**Provided passage**
>> begin
2.1.0
User Documentation for Apache MADlib
Graph Diameter
Contents

Diameter is defined as the longest of all shortest paths in a graph.

Note
This function assumes a valid output from a prior APSP run - both the APSP table and the associated output summary table. APSP is a computationally expensive algorithm because it finds the shortest path between all nodes in the graph. The worst case run-time for this implementation is O(V^2 * E) where V is the number of vertices and E is the number of edges. In practice, run-time will be generally be much less than this, depending on the graph.

Diameter
graph_diameter( apsp_table,
                output_table
               )

Arguments

apsp_table

TEXT. Name of the output table generated by a prior run of all pairs shortest path (APSP).

out_table

TEXT. Name of the table to store the diameter. It contains a row for every group, the diameter value and the two vertices that are the farthest apart.

Examples
  1. Create vertex and edge tables to represent the graph:
    DROP TABLE IF EXISTS vertex, edge;
    CREATE TABLE vertex(
            id INTEGER,
            name TEXT
            );
    CREATE TABLE edge(
            src_id INTEGER,
            dest_id INTEGER,
            edge_weight FLOAT8
            );
    INSERT INTO vertex VALUES
    (0, 'A'),
    (1, 'B'),
    (2, 'C'),
    (3, 'D'),
    (4, 'E'),
    (5, 'F'),
    (6, 'G'),
    (7, 'H');
    INSERT INTO edge VALUES
    (0, 1, 1.0),
    (0, 2, 1.0),
    (0, 4, 10.0),
    (1, 2, 2.0),
    (1, 3, 10.0),
    (2, 3, 1.0),
    (2, 5, 1.0),
    (2, 6, 3.0),
    (3, 0, 1.0),
    (4, 0, -2.0),
    (5, 6, 1.0),
    (6, 7, 1.0);
    
  2. Calculate the all-pair shortest paths:
    DROP TABLE IF EXISTS out_apsp, out_apsp_summary;
    SELECT madlib.graph_apsp('vertex',      -- Vertex table
                             'id',          -- Vertix id column (NULL means use default naming)
                             'edge',        -- Edge table
                             'src=src_id, dest=dest_id, weight=edge_weight',
                                            -- Edge arguments (NULL means use default naming)
>> end
**Tasks to perform**
[A] Transcribe the part of the graph diameter documentation that opens with the words containing "2. Calculate the" and closes with "arguments (NULL means use default naming)".
[B] What worst-case run-time does the graph diameter documentation give for its APSP implementation?
[C] Resume the graph diameter documentation at the point where it stops.

**Records provided**
>> begin
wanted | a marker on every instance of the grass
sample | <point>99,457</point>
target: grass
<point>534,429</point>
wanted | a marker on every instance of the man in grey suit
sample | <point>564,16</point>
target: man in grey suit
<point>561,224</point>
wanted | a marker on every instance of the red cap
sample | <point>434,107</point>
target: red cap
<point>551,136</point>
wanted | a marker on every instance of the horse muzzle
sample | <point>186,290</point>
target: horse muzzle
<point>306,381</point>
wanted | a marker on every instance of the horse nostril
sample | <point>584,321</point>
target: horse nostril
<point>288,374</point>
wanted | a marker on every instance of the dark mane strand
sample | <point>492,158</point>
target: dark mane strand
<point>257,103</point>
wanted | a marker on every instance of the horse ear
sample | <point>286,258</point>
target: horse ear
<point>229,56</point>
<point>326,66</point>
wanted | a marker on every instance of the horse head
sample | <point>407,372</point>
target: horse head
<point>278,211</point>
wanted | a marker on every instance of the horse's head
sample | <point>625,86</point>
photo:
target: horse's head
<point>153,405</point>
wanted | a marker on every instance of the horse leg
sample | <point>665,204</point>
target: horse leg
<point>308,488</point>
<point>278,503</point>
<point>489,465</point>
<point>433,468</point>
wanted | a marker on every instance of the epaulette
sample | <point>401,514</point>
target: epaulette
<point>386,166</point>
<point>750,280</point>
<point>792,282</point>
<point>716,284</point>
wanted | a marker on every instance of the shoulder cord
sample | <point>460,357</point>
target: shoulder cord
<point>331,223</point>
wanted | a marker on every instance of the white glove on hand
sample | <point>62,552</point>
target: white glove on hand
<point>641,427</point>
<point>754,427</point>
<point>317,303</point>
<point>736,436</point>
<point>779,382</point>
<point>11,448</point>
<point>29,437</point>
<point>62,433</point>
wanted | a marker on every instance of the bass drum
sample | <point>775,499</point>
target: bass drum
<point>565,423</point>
>> end
**In response**
[A]
2. Calculate the all-pair shortest paths:
    DROP TABLE IF EXISTS out_apsp, out_apsp_summary;
    SELECT madlib.graph_apsp('vertex',      -- Vertex table
                             'id',          -- Vertix id column (NULL means use default naming)
                             'edge',        -- Edge table
                             'src=src_id, dest=dest_id, weight=edge_weight',
                                            -- Edge arguments (NULL means use default naming)

[B] O(V^2 * E), where V is the number of vertices and E is the number of edges.

[C]
                             'out_apsp');        -- Output table of shortest paths
    
  3. Compute the diameter measure for the graph:
    DROP TABLE IF EXISTS out_diameter;
    SELECT madlib.graph_diameter('out_apsp', 'out_diameter');
    SELECT * FROM out_diameter;
    
    diameter | diameter_end_vertices
    ---------+-----------------------
          14 | {{1,4}}
    (1 row)
    
  4. Create a graph with 2 groups and find APSP for each group:
    DROP TABLE IF EXISTS edge_gr;
    CREATE TABLE edge_gr AS
    (
      SELECT *, 0 AS grp FROM edge
      UNION
      SELECT *, 1 AS grp FROM edge WHERE src_id < 6 AND dest_id < 6
    );
    INSERT INTO edge_gr VALUES
    (4,5,-20,1);
    
  5. Find APSP for all groups:
    DROP TABLE IF EXISTS out_gr, out_gr_summary;
    SELECT madlib.graph_apsp(
                             'vertex',      -- Vertex table
                             NULL,          -- Vertex id column (NULL means use default naming)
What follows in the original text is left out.